What to work on
**a.** Reproduce the stretch of the blog post about overflowing freezers from "The house is" through "not buy food...", word for word.
**b.** In the blog post about overflowing freezers, which Christmas foods does the writer wonder where to put?

Page extract
Tuesday, 11 November 2025

Need to make room

The house is a mess. My freezers are overflowing. There's too much food in my fridge. Mostly very positive problems, I think. In most times, at least. But Christmas is coming! Where would I stick my ham? Casseroles? Sweet bakes?

Can't use veranda as cooler, because it's still full of MIL's stuff. New kitchen is full of building materials, dining table is under... plumbing equipment? Video projector? We haven't been able to eat at the table for a long time, probably since summer.

So, from now on, I will not buy food...

Or maybe I will. I usually do.

Last time I went really shopping was Monday last week. I was leaving the next day, so I needed to make sure there was things os can eat (as he still has some issues with food). And then I got "free" food in the same evening (like 10 containers of vanilla soy yoghurt, half a litre each). I really didn't have much time to process all I got, so I just stuck them to the freezers where ever I found an empty nook... Boys did a fine job on emptying the fridge during the week. I was back home by 1am Friday.

Records supplied
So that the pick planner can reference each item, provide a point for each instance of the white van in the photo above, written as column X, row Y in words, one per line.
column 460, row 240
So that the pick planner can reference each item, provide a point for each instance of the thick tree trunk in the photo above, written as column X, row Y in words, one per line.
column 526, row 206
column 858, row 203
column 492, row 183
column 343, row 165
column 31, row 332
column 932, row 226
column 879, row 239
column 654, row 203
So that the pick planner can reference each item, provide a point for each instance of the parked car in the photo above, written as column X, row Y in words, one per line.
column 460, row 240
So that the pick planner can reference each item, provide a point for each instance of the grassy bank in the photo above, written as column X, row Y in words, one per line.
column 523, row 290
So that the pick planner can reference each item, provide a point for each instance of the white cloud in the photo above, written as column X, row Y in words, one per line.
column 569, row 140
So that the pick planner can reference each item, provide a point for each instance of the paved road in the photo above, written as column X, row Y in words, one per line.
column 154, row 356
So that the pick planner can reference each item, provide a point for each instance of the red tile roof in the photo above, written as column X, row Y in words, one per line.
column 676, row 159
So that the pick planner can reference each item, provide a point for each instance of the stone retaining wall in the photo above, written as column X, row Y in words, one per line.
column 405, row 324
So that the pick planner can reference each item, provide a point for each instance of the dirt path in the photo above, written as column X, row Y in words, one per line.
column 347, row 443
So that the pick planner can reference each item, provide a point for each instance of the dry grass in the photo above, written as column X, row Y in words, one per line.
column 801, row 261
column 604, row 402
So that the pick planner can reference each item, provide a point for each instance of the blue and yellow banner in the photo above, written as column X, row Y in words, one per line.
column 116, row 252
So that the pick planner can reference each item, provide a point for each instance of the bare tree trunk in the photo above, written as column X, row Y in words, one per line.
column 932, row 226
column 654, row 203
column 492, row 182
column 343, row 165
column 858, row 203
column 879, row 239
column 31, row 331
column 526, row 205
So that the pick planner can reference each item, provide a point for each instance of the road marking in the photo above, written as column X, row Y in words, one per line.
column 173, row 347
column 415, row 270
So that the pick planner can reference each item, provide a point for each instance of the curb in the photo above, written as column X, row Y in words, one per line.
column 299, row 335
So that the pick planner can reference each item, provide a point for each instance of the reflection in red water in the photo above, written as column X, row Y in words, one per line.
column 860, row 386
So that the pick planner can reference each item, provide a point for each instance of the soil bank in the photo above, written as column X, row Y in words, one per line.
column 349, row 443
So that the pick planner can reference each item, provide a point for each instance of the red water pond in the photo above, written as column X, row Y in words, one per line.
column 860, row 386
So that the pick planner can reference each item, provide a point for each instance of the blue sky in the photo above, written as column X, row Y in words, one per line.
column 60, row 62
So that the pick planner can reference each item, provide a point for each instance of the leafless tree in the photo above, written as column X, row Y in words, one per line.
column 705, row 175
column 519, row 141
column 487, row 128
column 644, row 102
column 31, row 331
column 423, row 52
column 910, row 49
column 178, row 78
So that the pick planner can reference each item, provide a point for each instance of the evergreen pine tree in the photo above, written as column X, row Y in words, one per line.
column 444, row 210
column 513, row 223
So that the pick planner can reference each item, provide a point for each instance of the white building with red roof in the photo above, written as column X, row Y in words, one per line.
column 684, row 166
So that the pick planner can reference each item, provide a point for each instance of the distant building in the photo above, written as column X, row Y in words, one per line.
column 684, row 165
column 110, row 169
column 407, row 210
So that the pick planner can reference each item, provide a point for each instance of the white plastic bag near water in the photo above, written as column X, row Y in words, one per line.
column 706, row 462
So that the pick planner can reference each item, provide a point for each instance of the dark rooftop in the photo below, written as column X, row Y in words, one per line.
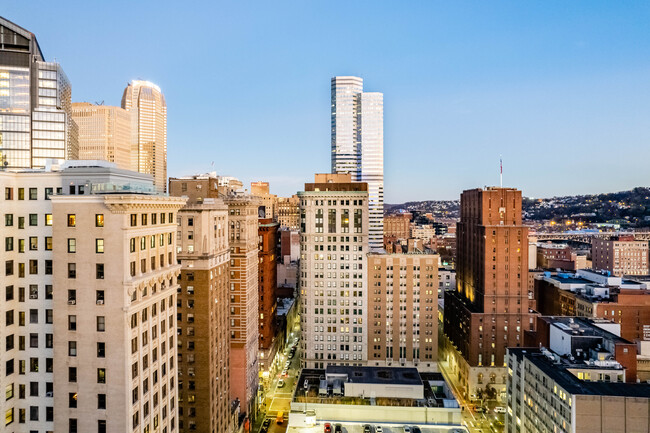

Exercise answers
**a.**
The house is a mess. My freezers are overflowing. There's too much food in my fridge. Mostly very positive problems, I think. In most times, at least. But Christmas is coming! Where would I stick my ham? Casseroles? Sweet bakes?

Can't use veranda as cooler, because it's still full of MIL's stuff. New kitchen is full of building materials, dining table is under... plumbing equipment? Video projector? We haven't been able to eat at the table for a long time, probably since summer.

So, from now on, I will not buy food...

**b.**
- Ham
- Casseroles
- Sweet bakes